Blessed Edmund Ignatius Rice was born at Westcourt, Ireland, on 1 June 1762, when Irish Catholics were oppressed by the weight of anti-Catholic legislation devised by the Protestant English to keep the Catholic majority in subjection. The fourth of seven sons, he grew up in a devout farming family. At the age of 17, he began work at Waterford in his uncle's commercial enterprise, which he later inherited.
Married at 25, he lost his wife two years later and was left with responsibility for an infant daughter in delicate health and mental condition. Supported by his strong faith, he accepted his cross and grew in close union with God through meditation on the Scriptures and frequent attendance at Mass and the sacraments. He dedicated himself to works of charity, putting his riches at the service of the poor. He became a model Christian layman.

Complete the following –
1. In the text about Edmund Ignatius Rice, at what age did he begin working in his uncle's business at Waterford?
2. List each practice that, according to the text about Edmund Ignatius Rice, helped him grow in close union with God.
3. Carry on the text about Edmund Ignatius Rice from its final sentence.

Data for analysis –
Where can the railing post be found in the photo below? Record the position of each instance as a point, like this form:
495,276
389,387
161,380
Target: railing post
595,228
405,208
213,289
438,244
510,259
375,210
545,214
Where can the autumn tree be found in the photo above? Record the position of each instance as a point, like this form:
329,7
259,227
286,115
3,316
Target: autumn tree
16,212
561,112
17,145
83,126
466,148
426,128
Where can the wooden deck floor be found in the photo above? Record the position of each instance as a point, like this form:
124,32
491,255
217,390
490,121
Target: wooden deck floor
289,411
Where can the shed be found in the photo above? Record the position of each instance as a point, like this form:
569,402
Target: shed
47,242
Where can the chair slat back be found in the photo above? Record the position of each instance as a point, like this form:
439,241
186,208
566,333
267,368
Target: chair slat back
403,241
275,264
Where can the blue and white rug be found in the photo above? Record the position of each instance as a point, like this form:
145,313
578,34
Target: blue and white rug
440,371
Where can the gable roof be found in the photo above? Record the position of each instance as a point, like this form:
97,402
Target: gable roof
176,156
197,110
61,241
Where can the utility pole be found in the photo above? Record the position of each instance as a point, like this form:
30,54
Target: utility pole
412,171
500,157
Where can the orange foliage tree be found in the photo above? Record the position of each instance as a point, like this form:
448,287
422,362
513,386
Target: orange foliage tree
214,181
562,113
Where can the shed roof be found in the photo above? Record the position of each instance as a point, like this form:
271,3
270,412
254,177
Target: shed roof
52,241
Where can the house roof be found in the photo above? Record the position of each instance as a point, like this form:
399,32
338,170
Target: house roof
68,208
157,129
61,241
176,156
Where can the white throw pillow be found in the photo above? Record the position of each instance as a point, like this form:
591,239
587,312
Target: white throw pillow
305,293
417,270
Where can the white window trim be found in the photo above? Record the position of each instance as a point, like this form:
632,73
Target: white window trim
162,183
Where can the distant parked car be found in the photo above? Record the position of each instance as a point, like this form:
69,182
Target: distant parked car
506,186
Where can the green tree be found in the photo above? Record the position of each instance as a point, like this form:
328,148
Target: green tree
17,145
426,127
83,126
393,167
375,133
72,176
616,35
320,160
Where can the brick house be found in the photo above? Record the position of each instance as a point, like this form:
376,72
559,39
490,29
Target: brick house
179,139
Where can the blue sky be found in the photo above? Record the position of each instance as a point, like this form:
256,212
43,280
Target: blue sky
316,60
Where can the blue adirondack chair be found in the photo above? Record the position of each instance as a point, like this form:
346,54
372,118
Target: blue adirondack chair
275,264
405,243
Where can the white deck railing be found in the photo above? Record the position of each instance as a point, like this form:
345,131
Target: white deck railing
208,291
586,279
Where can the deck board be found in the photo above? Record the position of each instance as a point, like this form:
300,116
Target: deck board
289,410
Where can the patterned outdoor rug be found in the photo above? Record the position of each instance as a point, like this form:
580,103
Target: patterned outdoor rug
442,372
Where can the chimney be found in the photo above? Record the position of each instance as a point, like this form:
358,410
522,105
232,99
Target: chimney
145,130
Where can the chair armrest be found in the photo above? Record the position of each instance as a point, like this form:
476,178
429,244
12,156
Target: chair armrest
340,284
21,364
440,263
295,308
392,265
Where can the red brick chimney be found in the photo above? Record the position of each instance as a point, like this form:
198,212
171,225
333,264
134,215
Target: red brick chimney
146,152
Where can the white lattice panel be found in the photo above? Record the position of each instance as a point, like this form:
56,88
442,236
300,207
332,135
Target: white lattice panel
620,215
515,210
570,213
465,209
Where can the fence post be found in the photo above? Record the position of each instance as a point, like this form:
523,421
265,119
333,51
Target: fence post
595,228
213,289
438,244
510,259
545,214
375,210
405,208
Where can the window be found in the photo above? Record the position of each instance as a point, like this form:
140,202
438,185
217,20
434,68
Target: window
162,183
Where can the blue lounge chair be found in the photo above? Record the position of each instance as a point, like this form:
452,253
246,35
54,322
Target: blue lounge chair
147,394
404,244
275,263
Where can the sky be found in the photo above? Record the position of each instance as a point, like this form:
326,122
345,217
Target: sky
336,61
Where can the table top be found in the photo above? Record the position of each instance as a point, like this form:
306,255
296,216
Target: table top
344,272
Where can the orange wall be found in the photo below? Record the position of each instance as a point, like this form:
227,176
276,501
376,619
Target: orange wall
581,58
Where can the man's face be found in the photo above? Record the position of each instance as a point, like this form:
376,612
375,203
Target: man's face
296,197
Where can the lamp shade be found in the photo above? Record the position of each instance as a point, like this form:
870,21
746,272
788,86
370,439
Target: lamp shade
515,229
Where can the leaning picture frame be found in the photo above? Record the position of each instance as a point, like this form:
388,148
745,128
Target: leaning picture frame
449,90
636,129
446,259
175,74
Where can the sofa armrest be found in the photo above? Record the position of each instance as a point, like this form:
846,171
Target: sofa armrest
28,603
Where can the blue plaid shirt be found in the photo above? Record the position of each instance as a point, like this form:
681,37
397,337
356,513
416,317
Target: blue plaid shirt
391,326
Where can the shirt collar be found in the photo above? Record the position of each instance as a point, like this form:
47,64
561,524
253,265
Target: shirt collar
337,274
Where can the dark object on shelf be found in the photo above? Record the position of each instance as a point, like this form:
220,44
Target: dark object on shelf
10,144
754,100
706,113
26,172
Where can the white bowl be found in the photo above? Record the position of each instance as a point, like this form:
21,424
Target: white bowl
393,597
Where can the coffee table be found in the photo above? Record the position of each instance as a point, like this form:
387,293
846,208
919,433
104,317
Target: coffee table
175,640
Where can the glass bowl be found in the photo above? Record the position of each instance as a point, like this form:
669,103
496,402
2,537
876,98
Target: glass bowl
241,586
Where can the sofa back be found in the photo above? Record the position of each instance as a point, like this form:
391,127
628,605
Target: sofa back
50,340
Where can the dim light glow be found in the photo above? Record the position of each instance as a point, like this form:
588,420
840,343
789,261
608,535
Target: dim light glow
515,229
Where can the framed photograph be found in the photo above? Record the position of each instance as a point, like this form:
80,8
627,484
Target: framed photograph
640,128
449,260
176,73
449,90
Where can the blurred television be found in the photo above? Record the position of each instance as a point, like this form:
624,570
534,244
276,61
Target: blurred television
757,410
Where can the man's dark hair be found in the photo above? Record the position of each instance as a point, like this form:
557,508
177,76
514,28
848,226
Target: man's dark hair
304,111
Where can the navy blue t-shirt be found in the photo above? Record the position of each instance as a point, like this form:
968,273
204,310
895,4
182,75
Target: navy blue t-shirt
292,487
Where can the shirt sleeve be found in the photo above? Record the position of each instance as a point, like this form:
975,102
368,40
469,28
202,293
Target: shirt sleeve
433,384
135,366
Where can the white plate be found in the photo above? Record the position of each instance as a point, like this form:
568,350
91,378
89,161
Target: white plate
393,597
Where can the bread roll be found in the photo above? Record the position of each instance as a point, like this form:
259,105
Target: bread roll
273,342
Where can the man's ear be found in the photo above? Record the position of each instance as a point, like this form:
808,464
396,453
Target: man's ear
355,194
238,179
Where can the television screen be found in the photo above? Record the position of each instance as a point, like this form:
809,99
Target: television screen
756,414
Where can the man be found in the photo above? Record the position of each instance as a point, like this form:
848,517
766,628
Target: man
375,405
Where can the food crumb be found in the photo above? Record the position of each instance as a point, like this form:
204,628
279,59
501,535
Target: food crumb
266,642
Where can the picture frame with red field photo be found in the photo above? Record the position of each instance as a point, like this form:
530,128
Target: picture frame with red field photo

Answers by item number –
1. He began at the age of 17.

2.
- Meditation on the Scriptures
- Frequent attendance at Mass
- Frequent attendance at the sacraments

3.
Between 1740 and 1841, the population of Ireland doubled and there were many economic and political problems associated with the education of youth and the care of the aged and infirm. The Catholic Emancipation Act of 1829 was an important development in the struggle of Irish Catholics to attain their just position in the society. Edmund lived and worked in this atmosphere.
Despite the attraction of the contemplative life, he could not forget the miserable condition of so many boys in danger of losing their faith. In 1802, encouraged by Pope Pius VI and with the blessing of Bishop Hussey of Waterford, Edmund sold his considerable business, arranged for this daughter's care, and opened his first school in an abandoned stable, living on the upper floor.
Soon other teachers, attracted by his example and spirit, joined him and so a religious community was founded in Waterford. In 1808, in the chapel of the Presentation Sisters, Edmund and his companions made annual vows under a series of constitutions approved by the Vatican in Rome. Edmund took the religious name of Ignatius.
In 1820, the Brothers became an institute of pontifical right. This was to move the control of the Brothers congregation into the hands of the Brothers and away from the local bishops. This would allow for greater expansion and movement for the Brothers. Some brothers chose to remain under diocesan control and they became known as the Presentation Brothers.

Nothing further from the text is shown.